• [EXERCISE GOAL]
Pull out each line of the records below that contains the word "distant", and copy those lines in order.

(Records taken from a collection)
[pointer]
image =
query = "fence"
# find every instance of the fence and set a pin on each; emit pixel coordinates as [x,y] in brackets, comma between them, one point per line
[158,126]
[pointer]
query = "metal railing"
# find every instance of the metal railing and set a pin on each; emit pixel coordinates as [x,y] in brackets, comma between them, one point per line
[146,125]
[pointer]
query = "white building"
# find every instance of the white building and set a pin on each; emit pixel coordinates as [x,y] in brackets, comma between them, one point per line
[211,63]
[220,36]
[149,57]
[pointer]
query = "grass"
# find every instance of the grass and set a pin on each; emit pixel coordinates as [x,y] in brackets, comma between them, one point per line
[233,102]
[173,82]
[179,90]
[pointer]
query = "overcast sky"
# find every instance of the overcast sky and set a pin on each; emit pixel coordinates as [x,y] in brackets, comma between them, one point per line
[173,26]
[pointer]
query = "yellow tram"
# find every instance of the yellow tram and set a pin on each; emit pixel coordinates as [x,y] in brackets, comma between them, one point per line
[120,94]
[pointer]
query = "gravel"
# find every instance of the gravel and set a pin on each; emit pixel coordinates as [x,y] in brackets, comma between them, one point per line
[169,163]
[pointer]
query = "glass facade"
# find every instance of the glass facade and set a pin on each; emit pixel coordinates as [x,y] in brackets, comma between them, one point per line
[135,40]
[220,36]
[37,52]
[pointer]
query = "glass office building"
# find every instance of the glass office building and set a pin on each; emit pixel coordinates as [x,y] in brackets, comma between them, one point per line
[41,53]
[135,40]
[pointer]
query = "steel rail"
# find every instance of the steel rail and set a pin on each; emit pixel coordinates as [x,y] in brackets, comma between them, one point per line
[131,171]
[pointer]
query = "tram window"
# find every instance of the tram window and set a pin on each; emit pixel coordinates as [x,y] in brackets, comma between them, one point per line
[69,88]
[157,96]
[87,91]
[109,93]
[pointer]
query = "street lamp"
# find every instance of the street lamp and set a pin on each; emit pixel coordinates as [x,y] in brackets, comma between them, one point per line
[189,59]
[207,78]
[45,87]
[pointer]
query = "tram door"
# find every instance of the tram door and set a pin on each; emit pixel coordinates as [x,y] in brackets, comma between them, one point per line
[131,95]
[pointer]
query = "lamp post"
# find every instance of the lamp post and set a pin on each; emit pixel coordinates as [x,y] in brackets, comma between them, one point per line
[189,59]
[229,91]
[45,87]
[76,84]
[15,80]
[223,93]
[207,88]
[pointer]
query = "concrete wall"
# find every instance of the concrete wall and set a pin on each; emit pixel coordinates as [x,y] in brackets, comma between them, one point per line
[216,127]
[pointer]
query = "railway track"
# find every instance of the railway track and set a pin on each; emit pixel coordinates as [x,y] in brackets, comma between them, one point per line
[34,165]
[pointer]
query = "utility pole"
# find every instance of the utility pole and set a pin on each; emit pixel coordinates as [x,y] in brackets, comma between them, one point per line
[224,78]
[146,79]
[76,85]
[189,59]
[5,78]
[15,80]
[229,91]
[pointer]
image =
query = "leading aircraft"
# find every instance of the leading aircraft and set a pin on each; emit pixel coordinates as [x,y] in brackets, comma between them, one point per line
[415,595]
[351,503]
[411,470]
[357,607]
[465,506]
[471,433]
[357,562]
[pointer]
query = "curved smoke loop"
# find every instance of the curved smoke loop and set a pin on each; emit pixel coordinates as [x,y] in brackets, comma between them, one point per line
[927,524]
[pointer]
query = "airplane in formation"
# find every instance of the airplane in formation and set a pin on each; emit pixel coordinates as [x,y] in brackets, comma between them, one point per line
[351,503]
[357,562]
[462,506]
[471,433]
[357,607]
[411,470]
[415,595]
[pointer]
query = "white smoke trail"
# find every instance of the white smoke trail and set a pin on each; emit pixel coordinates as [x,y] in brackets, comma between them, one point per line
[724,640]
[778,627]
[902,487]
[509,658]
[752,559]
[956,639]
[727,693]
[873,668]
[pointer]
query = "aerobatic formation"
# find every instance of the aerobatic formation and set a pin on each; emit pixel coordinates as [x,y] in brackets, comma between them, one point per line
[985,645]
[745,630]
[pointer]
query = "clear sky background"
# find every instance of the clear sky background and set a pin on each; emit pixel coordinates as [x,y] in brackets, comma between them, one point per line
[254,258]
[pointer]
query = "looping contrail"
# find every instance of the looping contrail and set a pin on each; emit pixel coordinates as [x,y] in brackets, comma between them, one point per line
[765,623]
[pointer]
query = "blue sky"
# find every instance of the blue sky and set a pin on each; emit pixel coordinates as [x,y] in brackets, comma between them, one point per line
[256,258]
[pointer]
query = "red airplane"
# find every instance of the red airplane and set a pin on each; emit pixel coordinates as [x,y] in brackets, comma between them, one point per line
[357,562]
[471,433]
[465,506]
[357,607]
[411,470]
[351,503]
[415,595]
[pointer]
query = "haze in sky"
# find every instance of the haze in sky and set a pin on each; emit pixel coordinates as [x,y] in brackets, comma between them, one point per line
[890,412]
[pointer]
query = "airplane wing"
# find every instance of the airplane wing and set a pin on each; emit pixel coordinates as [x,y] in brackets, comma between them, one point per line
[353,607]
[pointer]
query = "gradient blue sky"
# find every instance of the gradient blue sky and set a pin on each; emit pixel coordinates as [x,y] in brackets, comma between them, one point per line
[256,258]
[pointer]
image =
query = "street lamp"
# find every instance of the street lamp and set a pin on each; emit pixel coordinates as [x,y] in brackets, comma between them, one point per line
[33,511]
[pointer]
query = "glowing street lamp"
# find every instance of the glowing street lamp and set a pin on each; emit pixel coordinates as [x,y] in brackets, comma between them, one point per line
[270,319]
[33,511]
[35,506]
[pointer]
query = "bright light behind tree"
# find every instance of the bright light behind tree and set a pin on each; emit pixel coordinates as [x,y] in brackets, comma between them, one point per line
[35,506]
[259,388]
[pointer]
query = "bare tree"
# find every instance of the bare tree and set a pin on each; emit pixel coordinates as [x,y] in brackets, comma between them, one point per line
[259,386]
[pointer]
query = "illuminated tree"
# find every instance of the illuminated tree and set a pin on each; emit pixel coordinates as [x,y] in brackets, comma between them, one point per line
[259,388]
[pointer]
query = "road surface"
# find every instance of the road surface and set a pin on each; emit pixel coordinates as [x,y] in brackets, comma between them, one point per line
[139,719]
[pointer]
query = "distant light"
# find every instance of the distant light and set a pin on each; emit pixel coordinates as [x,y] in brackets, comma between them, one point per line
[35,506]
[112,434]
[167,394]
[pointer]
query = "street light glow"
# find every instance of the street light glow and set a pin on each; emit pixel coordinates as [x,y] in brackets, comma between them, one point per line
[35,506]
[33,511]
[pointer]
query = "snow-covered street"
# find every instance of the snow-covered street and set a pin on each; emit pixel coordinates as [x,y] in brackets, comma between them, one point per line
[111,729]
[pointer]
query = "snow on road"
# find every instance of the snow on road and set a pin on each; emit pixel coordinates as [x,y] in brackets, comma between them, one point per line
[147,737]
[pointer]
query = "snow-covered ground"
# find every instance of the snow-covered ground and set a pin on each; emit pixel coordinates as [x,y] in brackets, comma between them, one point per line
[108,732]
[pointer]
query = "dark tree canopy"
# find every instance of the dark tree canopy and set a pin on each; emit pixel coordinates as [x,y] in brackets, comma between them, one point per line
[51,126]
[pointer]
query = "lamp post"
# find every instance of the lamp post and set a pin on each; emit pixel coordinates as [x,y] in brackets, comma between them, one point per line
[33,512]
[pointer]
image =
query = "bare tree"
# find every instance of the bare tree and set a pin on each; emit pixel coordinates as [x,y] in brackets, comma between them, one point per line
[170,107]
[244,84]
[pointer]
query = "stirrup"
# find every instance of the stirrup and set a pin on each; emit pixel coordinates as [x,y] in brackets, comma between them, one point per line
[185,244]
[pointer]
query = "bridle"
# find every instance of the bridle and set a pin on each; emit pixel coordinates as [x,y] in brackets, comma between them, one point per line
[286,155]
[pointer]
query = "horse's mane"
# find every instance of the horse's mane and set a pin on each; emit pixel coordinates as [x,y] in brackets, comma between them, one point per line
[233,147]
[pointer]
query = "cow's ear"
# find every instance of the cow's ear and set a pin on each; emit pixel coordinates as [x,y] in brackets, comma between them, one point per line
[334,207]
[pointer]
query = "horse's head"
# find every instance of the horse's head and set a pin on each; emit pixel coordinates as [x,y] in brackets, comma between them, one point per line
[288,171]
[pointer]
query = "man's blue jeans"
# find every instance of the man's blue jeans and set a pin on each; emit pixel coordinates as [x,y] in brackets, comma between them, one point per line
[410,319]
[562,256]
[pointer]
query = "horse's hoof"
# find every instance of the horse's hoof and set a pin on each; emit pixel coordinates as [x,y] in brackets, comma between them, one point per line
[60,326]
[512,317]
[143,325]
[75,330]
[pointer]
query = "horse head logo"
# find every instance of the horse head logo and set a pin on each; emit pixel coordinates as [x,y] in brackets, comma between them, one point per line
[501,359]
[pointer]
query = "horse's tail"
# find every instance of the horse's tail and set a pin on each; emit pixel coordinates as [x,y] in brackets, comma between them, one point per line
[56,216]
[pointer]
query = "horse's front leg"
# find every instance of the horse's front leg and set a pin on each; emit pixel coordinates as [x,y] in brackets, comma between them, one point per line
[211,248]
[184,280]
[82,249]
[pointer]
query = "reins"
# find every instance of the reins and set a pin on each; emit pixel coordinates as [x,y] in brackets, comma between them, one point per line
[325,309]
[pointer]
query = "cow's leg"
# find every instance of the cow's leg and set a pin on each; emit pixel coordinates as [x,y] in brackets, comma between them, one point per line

• [THE RESPONSE]
query = "distant light"
# find every instance of the distant light and set a pin on each; emit pixel coordinates as [x,y] in brackets, comma between them, one point per line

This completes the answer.